■ Written request ■
Produce an exact copy of the lines from the line that contains "Warehouse picking: mark the white" to the end of the listing below.

■ Data items ■
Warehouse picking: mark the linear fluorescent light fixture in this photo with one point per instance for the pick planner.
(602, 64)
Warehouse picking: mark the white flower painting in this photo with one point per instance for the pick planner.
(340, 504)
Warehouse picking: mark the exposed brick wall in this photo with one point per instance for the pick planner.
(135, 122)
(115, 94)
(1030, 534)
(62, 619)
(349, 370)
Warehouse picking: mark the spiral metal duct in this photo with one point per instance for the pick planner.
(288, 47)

■ Full solution ■
Warehouse picking: mark the white flower painting in this photo with one point per instance for the pick planner.
(340, 504)
Warehouse picking: mark the exposed brick wall in this photo with one point per instance for the pick planner.
(135, 122)
(115, 94)
(1030, 534)
(62, 619)
(349, 370)
Warehouse picking: mark the spiral metal duct in this photo with one point per instance for the pick planner.
(288, 47)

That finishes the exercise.